- **DIE AUFGABE**:
Gib nur die Zahl der Zeilen in der folgenden Auflistung an, in denen die Zeichenfolge „front“ vorkommt. Dabei zählt die Groß- und Kleinschreibung.

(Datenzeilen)
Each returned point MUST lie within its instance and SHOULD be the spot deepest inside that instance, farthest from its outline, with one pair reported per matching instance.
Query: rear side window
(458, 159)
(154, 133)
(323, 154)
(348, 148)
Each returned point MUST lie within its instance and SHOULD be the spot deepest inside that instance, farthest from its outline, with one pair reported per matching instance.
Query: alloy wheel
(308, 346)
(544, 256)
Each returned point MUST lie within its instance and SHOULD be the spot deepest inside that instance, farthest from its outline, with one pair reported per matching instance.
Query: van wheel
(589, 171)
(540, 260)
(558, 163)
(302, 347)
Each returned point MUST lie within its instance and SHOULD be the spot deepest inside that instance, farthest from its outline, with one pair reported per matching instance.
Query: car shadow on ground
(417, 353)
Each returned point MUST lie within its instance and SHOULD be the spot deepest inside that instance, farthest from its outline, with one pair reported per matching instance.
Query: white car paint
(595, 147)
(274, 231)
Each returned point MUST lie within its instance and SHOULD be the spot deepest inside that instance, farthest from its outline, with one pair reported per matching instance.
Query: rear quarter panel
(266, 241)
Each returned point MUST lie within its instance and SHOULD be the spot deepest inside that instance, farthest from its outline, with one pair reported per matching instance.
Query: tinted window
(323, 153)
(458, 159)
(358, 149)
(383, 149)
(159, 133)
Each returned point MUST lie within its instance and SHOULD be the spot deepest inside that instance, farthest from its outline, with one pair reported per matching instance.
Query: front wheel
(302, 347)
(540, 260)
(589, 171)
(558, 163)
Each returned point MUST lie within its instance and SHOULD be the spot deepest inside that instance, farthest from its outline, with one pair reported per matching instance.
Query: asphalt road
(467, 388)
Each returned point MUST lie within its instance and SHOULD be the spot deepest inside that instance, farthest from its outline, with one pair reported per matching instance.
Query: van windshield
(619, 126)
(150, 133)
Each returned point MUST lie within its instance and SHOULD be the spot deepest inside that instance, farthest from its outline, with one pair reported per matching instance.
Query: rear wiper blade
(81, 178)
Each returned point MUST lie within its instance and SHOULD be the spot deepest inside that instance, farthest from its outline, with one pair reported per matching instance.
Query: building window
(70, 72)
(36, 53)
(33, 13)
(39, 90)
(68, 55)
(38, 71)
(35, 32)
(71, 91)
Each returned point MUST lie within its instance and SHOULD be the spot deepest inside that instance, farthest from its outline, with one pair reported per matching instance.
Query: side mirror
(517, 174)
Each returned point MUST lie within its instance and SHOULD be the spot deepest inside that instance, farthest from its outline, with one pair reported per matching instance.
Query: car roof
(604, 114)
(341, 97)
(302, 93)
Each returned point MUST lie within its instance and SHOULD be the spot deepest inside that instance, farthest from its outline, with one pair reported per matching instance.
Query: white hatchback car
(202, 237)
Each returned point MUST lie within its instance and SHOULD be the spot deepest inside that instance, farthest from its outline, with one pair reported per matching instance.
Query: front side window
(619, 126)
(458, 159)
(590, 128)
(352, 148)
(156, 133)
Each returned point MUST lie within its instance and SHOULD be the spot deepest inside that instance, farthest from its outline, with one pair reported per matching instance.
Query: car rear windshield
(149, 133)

- **LÖSUNG**:
2